ОТРЫВОК >>
<<<<

В письме Саша предлагал мне отправиться вместе с ним на поиски кладов и, чтобы развеять мой скептицизм, прилагал самолично вычерченную подробную карту мест их предполагаемых залеганий и соответствующие выписки из летописей, раздобытых им в явно мифических архивах его родного города. Тексты на древнеславянском языке про каких-то ушкуйников, которые якобы строили посреди тайги срубы, заполняли их награбленным златом-серебром и затем засыпали припрятанное добро землей, возводя над ним огромные курганы, были призваны окончательно рассеять малейшие сомнения в достоверности изложенного.
Словом, так совпало, что и деваться мне было некуда, и появилась возможность улизнуть от бдительного ока военкомата. Недолго думая, я решился, предварительно подбив разделить со мной грядущую авантюру своего старшего товарища Леонида Талочкина (сегодня он стал известным культурологом), которого в ту пору сильно доставала одна из бывших жен на предмет алиментов. Он как раз бросил очередную работу и устраиваться на следующую не спешил. Поэтому Сашино предложение ему тоже пришлось как нельзя кстати.

>>>>

ФОРМУЛИРОВКА ЗАДАНИЯ 1 >> Перескажите короче абзац отрывка, начинающийся словами «Словом, так совпало», сохранив его главные факты.

СТРОКИ >>
<<<<

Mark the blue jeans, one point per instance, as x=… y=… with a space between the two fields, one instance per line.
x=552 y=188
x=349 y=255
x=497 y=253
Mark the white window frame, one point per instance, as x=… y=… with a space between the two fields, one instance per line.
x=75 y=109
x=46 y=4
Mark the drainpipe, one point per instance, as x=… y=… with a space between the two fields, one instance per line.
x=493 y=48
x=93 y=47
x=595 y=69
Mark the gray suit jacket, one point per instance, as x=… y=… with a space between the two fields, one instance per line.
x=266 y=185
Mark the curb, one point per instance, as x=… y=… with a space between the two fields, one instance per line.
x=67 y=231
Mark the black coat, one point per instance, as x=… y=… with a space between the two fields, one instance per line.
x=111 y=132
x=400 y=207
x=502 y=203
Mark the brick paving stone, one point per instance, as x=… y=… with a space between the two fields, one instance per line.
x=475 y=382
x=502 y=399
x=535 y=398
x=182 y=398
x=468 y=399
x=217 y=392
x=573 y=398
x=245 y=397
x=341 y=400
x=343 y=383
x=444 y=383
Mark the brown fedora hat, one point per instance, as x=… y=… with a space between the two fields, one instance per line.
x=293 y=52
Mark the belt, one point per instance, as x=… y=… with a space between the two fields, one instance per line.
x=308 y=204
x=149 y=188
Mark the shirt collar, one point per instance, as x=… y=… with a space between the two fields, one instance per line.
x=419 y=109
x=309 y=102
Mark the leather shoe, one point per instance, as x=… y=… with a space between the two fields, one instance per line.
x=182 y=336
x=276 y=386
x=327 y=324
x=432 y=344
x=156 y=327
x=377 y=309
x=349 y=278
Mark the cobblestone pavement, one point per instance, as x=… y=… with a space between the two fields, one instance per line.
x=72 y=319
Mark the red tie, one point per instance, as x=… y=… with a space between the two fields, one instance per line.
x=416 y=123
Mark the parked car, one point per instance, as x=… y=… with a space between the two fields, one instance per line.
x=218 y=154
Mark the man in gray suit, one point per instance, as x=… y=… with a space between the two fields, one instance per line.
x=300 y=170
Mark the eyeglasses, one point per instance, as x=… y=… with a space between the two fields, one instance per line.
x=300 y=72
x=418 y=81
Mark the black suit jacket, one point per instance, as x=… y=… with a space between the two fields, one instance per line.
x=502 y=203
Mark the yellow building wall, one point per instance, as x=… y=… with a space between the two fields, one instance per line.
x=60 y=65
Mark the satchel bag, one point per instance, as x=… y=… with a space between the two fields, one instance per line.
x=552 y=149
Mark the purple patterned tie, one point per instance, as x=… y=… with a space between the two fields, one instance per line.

>>>>

ФОРМУЛИРОВКА ЗАДАНИЯ 2 >> Найдите среди строк все, в которых встречается слово «suit», и выпишите их полностью. Регистр букв учитывается.

ПОЛНЫЙ ОТВЕТ 1 >> Так совпало, что деваться мне было некуда, а поездка давала возможность улизнуть от военкомата. Недолго думая, я решился и подбил присоединиться к авантюре своего старшего товарища Леонида Талочкина, ныне известного культуролога. Его в то время донимала бывшая жена алиментами, а он как раз бросил работу и не спешил искать новую, поэтому Сашино предложение пришлось ему кстати.

ПОЛНЫЙ ОТВЕТ 2 >>
Mark the gray suit jacket, one point per instance, as x=… y=… with a space between the two fields, one instance per line.
Mark the man in gray suit, one point per instance, as x=… y=… with a space between the two fields, one instance per line.
Mark the black suit jacket, one point per instance, as x=… y=… with a space between the two fields, one instance per line.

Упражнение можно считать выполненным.